> Text excerpt
········
LEGO Education has released their new LEGO SPIKE Prime Kit. The new product will be appearing in classrooms across the country in an effort to help educators find new and inventive ways to teach STEAM (Science, Technology, Engineering, Art, Math).
To get more information on what parents and students can expect, Parentology spoke with Jon Bishop, a K-12 STEM Coordinator for Canton Public Schools, and Steve Coxon, Ph.D., an associate professor of the School of Education at Maryville University and executive director of the Center of Access and Achievement (CA2). Both gave a sneak peek at the new LEGO Education product.
How It Works
While LEGO SPIKE Prime sets can be purchased by individuals, it’s not set up to be used outside of a traditional classroom or educational environment.
“Aimed at middle school students, SPIKE fits a needed space for busy teachers who want to integrate state standards into robotics lessons,” Coxon explains.
Traditionally, there are a few different ways to incorporate STEAM into the classroom, but Bishop says the LEGO SPIKE Prime kit accomplishes something the other ways don’t.
“As educators, we know STEAM topics are important, but very few schools have dedicated STEAM or robotics classes,” Bishop says. “SPIKE Prime is a product that can fit into a variety of classes — as an English teacher, you can have a student build an interactive character from a book, in a math class there are a variety of lesson plans that help showcase different math concepts in a fun and interactive way.”
It’s this diversity that excites Bishop about bringing SPIKE Prime into the classroom.
Why It Works for Today’s Schools
The SPIKE Prime kit has 32 different lesson plans that allow students to learn in a scalable way, meaning it can be used to create something simple or complex, allowing students to grow with it over time. It can also be added to a lot of existing lesson plans.
········
Records of labeled points:
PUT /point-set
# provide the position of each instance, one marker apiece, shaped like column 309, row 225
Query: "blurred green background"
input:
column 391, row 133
········
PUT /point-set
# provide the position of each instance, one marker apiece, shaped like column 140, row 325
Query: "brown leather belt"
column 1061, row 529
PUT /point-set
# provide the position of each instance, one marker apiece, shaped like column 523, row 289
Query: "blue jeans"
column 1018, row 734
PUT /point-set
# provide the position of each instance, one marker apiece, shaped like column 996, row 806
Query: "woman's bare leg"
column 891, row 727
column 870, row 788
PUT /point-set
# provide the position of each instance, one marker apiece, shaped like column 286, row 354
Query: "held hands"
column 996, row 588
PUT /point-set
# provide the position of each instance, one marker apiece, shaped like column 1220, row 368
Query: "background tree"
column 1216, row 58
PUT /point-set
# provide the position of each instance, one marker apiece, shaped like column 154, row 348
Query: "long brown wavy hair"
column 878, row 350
········
> Stated problem 1
According to the LEGO SPIKE Prime article, what age group of students is the kit aimed at?
> Stated problem 2
Resume the LEGO SPIKE Prime article from the point where it ends.
The listing has no connection to the LEGO SPIKE Prime article.

> Expected output 1
Middle school students.

> Expected output 2
“A product like SPIKE Prime also fits into the intersection of traditional classroom learning with technology and engineering thinking,” Bishop says. “We’ll never be able to predict the future, but we can train students today to be future-ready by using products like SPIKE Prime that help them learn how to think critically and learn through doing.”
Coxon agrees. “We know it’s just as important as verbal and mathematical abilities overall, and more important in domains such as engineering and physics,” he says.
Since high spatial ability predicts success in STEAM fields — which are currently in high demand, something expected to continue over the next decade — it’s necessary for schools to start preparing students with these skills. Coxon believes SPIKE Prime kits will help in that endeavor.
Added Benefit for Struggling Students
Another benefit? According to Bishop, SPIKE Prime kits may be able to help students who traditionally find themselves on the fringe of subjects like math and science develop a greater understanding of the concepts.
“Many students who struggle with math and science topics find it hard to learn formulas and theories solely from a textbook,” Bishop notes. “A product like SPIKE Prime allows students to get hands-on and innovate. They can build something that allows them to understand a math, science or engineering concept in a tangible way.”
The new LEGO Education products are scheduled to roll out this week.
LEGO SPIKE Prime Kit — Sources
Jon Bishop, a K-12 STEM Coordinator for Canton Public Schools
Steve Coxon, Ph.D., an associate professor of the School of Education at Maryville University and executive director of the Center for Access and Achievement (CA2)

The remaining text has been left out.